(Items from a dataset)
---

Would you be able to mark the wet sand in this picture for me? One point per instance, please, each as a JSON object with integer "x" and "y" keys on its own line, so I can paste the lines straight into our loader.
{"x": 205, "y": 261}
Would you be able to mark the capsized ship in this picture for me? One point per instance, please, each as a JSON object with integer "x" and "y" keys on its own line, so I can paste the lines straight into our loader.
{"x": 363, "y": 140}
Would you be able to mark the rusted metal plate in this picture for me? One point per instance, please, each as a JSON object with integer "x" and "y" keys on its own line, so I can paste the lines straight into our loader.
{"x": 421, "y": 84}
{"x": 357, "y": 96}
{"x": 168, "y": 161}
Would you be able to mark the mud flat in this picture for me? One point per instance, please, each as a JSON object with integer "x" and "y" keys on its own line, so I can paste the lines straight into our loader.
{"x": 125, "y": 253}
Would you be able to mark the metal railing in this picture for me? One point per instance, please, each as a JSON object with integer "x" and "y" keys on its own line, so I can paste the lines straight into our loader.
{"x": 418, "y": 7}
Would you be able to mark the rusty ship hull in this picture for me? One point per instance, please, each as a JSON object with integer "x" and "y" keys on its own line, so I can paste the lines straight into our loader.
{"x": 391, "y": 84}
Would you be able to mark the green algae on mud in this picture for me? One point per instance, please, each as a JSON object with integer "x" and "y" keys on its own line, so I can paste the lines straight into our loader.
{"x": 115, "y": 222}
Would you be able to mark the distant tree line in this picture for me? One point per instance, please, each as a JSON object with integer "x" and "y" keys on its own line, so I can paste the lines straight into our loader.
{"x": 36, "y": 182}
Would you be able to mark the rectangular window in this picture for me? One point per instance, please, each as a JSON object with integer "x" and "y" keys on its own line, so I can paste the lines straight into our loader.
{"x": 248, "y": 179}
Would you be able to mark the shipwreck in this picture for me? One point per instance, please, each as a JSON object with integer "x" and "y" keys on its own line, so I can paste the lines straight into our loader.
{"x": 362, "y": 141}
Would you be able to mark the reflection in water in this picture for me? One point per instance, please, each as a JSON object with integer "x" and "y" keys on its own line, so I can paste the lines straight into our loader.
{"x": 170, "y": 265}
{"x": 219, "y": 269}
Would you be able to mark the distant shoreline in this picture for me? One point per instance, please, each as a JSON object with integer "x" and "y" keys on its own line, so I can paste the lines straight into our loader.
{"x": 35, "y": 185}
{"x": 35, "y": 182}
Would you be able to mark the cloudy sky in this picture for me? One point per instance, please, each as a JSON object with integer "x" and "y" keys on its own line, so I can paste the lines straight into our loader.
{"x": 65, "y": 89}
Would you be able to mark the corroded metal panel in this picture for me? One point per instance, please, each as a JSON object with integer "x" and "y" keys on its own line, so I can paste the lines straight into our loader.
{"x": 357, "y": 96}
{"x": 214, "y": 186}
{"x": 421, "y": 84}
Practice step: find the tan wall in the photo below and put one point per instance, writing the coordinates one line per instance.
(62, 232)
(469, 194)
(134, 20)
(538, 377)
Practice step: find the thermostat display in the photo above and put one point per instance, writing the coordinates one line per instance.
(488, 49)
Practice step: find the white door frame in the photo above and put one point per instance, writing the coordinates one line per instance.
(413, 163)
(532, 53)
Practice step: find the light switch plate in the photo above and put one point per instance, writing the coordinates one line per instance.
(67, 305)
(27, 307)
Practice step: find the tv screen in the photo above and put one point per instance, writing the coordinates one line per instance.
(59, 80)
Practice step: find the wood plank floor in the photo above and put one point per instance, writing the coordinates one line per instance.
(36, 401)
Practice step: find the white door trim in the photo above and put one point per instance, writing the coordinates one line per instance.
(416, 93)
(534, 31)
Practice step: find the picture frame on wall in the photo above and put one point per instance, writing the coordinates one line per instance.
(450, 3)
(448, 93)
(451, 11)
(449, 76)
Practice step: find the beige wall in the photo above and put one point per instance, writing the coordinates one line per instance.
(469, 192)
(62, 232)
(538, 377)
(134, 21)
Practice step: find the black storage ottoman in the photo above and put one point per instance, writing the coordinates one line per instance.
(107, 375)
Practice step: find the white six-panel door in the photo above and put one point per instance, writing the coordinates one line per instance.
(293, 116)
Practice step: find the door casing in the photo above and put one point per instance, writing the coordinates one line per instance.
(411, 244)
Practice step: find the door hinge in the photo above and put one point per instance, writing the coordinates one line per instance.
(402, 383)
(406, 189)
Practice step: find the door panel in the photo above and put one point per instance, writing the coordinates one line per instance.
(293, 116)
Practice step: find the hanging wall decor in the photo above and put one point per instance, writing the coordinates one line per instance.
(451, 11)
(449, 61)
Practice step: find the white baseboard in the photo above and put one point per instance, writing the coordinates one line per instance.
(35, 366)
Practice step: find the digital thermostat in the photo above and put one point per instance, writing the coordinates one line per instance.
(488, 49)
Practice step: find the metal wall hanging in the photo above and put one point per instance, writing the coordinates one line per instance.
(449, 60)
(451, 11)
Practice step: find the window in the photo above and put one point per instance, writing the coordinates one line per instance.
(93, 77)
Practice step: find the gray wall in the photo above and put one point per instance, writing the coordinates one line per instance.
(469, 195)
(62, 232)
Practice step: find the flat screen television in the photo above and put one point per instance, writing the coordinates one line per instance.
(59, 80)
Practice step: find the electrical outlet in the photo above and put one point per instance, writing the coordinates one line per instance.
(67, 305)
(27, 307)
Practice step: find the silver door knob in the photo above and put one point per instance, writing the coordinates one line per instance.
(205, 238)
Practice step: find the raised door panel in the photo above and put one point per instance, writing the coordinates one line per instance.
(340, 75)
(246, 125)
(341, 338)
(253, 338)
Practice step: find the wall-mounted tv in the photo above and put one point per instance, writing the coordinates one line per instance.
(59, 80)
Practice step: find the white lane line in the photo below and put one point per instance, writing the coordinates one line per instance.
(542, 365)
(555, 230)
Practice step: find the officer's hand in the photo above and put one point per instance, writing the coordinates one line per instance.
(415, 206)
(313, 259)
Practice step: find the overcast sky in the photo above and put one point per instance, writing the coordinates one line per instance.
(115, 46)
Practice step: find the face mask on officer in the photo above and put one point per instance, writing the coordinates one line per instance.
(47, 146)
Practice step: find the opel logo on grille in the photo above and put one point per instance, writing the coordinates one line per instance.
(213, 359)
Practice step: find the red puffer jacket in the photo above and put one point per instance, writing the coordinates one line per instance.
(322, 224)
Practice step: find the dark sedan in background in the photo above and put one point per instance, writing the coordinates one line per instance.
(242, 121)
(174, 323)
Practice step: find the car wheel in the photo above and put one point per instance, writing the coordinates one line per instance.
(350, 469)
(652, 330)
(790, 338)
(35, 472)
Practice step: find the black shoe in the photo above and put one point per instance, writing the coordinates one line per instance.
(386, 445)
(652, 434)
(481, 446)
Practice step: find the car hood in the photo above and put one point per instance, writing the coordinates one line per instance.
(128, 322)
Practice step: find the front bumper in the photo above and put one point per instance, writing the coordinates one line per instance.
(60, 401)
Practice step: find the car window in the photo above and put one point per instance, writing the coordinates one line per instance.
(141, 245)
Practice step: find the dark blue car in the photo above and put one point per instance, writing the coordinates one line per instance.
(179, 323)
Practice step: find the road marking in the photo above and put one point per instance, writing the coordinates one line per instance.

---

_What the task requires_
Reproduce the records exactly, keeping every line.

_Result for this exercise_
Would you be able to mark the wet sand in this picture for me? One point per instance, please, each as a JSON object with integer "x" and "y" keys on its own line, so I can paste the lines straight into our loader.
{"x": 205, "y": 261}
Would you be able to mark the capsized ship in this picture for me? One point per instance, please, each as a JSON object with integer "x" and "y" keys on its own line, so I can paste the lines straight into our loader.
{"x": 363, "y": 140}
Would you be able to mark the rusted metal plate in this picture for me? One point per instance, please, each as a JSON object with integer "x" and "y" keys on its own line, so I can paste the lines straight into our loader.
{"x": 421, "y": 84}
{"x": 357, "y": 96}
{"x": 168, "y": 161}
Would you be able to mark the mud flat in this picture for me? One point per instance, please, each as a JSON object with integer "x" and "y" keys on its own line, so I can paste the lines straight into our loader.
{"x": 125, "y": 253}
Would you be able to mark the metal railing in this picture for me? One point per instance, please, each as a JSON object with integer "x" and "y" keys on its own line, so I can paste the lines straight into our loader.
{"x": 418, "y": 7}
Would you be able to mark the rusty ship hull in this picture for me? One point per instance, please, each as a JSON object with integer "x" and "y" keys on its own line, so I can paste the lines straight into our loader.
{"x": 391, "y": 84}
Would you be able to mark the green algae on mud in this picture for me? One point per instance, please, each as a JSON object with integer "x" and "y" keys on its own line, so I can paste the lines straight into our loader.
{"x": 115, "y": 222}
Would you be able to mark the distant tree line in this picture for me? One point per instance, please, each as a JSON object with integer "x" and "y" keys on its own line, so I can paste the lines straight into our loader.
{"x": 36, "y": 182}
Would you be able to mark the rectangular window in this picture for me? One point per instance, please, each as a JSON object with integer "x" and "y" keys on its own line, so I can paste the lines straight into our loader.
{"x": 248, "y": 179}
Would you be able to mark the shipwreck in this picture for me? One point per instance, please, each as a JSON object with integer "x" and "y" keys on its own line, so I can paste the lines straight into our loader.
{"x": 362, "y": 141}
Would you be able to mark the reflection in water in this picture for me? One point per instance, please, each as a JSON object with integer "x" and "y" keys on its own line, so I can paste the lines straight into our loader.
{"x": 170, "y": 265}
{"x": 219, "y": 269}
Would you be able to mark the distant shoreline in this picture for me? One point per instance, please, each as a JSON object with integer "x" and "y" keys on its own line, so I can paste the lines straight into our loader.
{"x": 35, "y": 185}
{"x": 35, "y": 182}
Would you be able to mark the cloudy sky in this picture for me? One point per instance, please, each as a JSON object with integer "x" and "y" keys on its own line, so I can paste the lines straight into our loader.
{"x": 65, "y": 89}
Would you be able to mark the corroded metal panel in this picture for me? One point per instance, please, each as a JSON object with integer "x" and "y" keys on its own line, so I can paste the lines straight into our loader.
{"x": 357, "y": 96}
{"x": 214, "y": 186}
{"x": 421, "y": 84}
Practice step: find the tan wall in the photo below and put one point per instance, writing the coordinates one line per instance.
(62, 232)
(469, 194)
(134, 20)
(538, 377)
Practice step: find the thermostat display in the photo above and put one point per instance, writing the coordinates one line per instance.
(488, 49)
Practice step: find the white door frame in the photo above and put one point per instance, writing the coordinates one line per instance.
(413, 163)
(532, 53)
Practice step: find the light switch plate in the photo above and put one point per instance, writing the coordinates one line per instance.
(67, 305)
(27, 307)
Practice step: find the tv screen in the photo above and put one point per instance, writing the coordinates one line per instance.
(59, 80)
Practice step: find the wood plank floor in the photo above and put one point per instance, writing the coordinates one line per instance.
(36, 401)
Practice step: find the white door trim in the photo above and put one point per instance, writing the coordinates one line per instance.
(416, 93)
(534, 31)
Practice step: find the picture frame on wall in the photo above and put one point per instance, writing the coordinates one line per instance.
(450, 3)
(448, 93)
(451, 11)
(449, 76)
Practice step: find the beige wall in the photo above and put one point per instance, writing the coordinates one line per instance.
(469, 192)
(62, 232)
(538, 377)
(134, 21)
Practice step: find the black storage ottoman in the photo above and put one point per instance, writing the coordinates one line per instance.
(107, 375)
Practice step: find the white six-panel door in the photo above and put one point per instance, writing the coordinates one line per instance.
(293, 116)
Practice step: find the door casing in the photo above and put one point per instance, writing the coordinates one line per instance.
(411, 244)
Practice step: find the door hinge in the photo above and put one point per instance, writing the coordinates one line per instance.
(402, 383)
(406, 189)
Practice step: find the door panel in the photo above and put one point per instance, writing the coordinates one line per instance.
(293, 116)
Practice step: find the hanging wall decor in the photo above and put one point per instance, writing the coordinates one line per instance.
(451, 11)
(449, 61)
Practice step: find the white baseboard in the photo above and put one point per instance, writing the coordinates one line per instance.
(35, 366)
Practice step: find the digital thermostat in the photo above and put one point per instance, writing the coordinates one line per instance.
(488, 49)
Practice step: find the metal wall hanging in the photo above and put one point per instance, writing the coordinates one line per instance.
(449, 60)
(451, 11)
Practice step: find the window in the photo above and put one point per instance, writing the coordinates one line per instance.
(93, 77)
Practice step: find the gray wall in the photo above and put one point per instance, writing the coordinates one line per instance.
(469, 195)
(62, 232)
Practice step: find the flat screen television in the photo above and put one point per instance, writing the coordinates one line per instance.
(59, 80)
Practice step: find the electrical outlet in the photo above and put one point per instance, writing the coordinates one line per instance.
(67, 305)
(27, 307)
Practice step: find the silver door knob in the photo above and put one point per instance, writing the coordinates one line per instance.
(205, 238)
Practice step: find the raised door panel in the photo above and put one point per instance, writing the coordinates one line per instance.
(340, 75)
(246, 125)
(341, 338)
(253, 338)
Practice step: find the wall-mounted tv in the photo above and put one point per instance, writing the coordinates one line per instance.
(59, 80)
Practice step: find the white lane line in the photo below and put one point per instance, writing the coordinates one line per instance.
(542, 365)
(555, 230)
Practice step: find the officer's hand in the photo above and put one point per instance, writing the coordinates one line per instance.
(415, 206)
(313, 259)
Practice step: find the overcast sky in the photo above and put one point per instance, writing the coordinates one line per instance.
(115, 46)
Practice step: find the face mask on officer in the photo above and put one point per instance, writing the coordinates one line per instance.
(47, 146)
Practice step: find the opel logo on grille in the photo above and put one point per instance, writing the coordinates one line per instance.
(213, 359)
Practice step: find the red puffer jacket in the photo above and put one point per instance, writing the coordinates one line per instance.
(322, 224)
Practice step: find the dark sedan in background in the photo above and put one point per instance, writing the coordinates one line per instance.
(242, 121)
(174, 323)
Practice step: find the car wheel in the photo above and put one point per instance, writing the coordinates one line per instance.
(350, 469)
(652, 330)
(790, 338)
(35, 472)
Practice step: find the black shoe in the photo above and put one point per instance, writing the coordinates one line per instance.
(386, 445)
(652, 434)
(481, 446)
Practice step: find the car hood in the photo above and put one point per instance, writing the coordinates one line per instance.
(128, 322)
Practice step: find the front bumper in the photo above and put one point per instance, writing the coordinates one line per instance.
(60, 401)
Practice step: find the car window in the photo above and put one point per instance, writing the coordinates one line per instance.
(141, 245)
Practice step: find the dark blue car in the photo above and put one point per instance, writing the coordinates one line per instance.
(179, 323)
Practice step: find the road marking in the photo above and put one point per instance, writing the coordinates one line per instance.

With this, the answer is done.